Copy exactly the lines of the data below that run from the line holding "Reviewer check: make sure each instance of the vegetation" through the line holding "Reviewer check: make sure each instance of the turquoise", both ends included.

**Supplied data**
+ + + + + + +

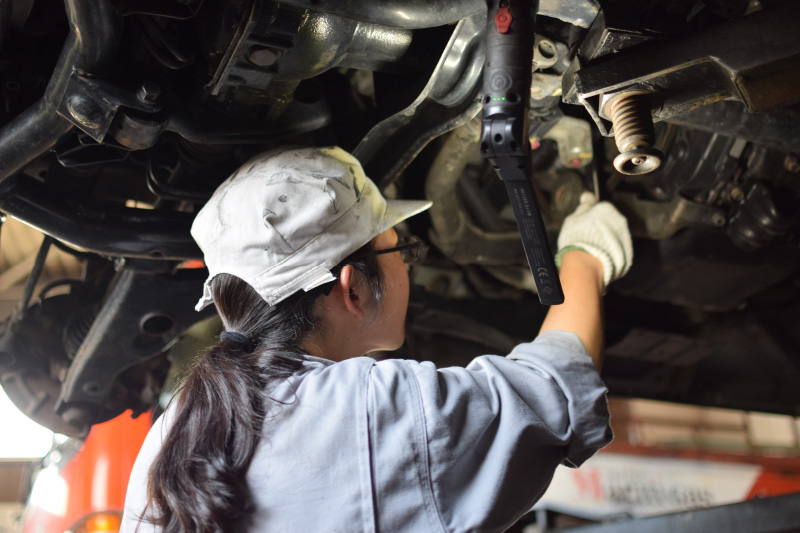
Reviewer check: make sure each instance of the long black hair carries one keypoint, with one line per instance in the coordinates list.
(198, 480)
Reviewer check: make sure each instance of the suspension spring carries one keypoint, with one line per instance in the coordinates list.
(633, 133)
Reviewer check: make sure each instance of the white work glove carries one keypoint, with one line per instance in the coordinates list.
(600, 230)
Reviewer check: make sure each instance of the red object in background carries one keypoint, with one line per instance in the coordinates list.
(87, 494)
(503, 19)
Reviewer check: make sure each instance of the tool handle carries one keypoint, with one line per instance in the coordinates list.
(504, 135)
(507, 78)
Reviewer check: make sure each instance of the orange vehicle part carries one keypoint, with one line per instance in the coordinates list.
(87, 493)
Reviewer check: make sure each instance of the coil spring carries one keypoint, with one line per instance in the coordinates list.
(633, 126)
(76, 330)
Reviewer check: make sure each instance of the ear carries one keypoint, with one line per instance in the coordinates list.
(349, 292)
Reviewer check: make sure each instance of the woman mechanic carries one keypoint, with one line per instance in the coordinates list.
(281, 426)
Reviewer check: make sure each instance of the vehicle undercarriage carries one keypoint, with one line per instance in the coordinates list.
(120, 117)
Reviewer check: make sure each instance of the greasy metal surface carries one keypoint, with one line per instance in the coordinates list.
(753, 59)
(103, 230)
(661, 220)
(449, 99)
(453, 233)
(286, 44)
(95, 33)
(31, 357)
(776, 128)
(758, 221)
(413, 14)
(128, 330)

+ + + + + + +

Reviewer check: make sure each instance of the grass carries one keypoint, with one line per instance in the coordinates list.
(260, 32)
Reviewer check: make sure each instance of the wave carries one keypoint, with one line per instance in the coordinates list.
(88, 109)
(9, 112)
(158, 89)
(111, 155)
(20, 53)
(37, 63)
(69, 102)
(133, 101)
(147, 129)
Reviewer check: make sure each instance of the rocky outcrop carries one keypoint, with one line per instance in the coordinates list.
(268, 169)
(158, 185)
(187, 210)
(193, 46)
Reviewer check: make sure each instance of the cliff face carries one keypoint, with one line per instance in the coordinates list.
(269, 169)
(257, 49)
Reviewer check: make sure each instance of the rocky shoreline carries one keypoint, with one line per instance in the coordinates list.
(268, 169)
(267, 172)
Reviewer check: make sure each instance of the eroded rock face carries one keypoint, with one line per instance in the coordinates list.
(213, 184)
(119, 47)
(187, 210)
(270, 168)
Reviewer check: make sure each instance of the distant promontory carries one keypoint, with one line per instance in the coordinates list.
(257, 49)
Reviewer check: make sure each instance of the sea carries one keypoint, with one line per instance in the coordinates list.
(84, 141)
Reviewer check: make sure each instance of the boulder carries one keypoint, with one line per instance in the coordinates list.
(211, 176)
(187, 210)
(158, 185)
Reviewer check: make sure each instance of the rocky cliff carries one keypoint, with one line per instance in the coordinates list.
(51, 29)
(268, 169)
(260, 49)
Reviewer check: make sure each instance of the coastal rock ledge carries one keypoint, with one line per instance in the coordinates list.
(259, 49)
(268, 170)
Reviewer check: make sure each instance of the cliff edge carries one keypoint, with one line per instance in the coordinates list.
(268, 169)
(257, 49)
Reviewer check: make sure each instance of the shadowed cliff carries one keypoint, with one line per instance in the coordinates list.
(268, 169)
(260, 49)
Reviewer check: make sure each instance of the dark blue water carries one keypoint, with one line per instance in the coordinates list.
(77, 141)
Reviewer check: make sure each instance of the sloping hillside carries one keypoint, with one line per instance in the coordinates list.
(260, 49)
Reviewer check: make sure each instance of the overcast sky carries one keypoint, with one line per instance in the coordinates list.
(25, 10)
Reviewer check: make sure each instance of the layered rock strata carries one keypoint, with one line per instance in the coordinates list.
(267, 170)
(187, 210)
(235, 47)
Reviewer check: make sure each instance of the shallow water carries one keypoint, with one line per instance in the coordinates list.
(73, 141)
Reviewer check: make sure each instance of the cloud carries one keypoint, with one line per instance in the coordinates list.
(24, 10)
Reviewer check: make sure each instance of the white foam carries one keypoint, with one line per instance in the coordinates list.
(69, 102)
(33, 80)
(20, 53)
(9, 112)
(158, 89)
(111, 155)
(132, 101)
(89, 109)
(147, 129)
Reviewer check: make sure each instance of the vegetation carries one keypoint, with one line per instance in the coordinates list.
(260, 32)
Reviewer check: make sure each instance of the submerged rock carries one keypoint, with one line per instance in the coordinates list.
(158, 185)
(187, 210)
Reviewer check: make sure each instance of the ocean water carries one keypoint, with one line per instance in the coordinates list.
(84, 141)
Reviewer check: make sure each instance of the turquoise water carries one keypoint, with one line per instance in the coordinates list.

+ + + + + + +

**Response for this exercise**
Reviewer check: make sure each instance of the vegetation carries one keypoint, with one line per instance in the coordinates list.
(260, 32)
Reviewer check: make sure each instance of the submerged rock carries one keypoint, with one line per instance in the coordinates list.
(158, 185)
(187, 210)
Reviewer check: make sure each instance of the ocean water carries one keypoint, with one line per instance in the coordinates list.
(84, 141)
Reviewer check: make sure each instance of the turquoise water carries one keypoint, with one line per instance in the coordinates list.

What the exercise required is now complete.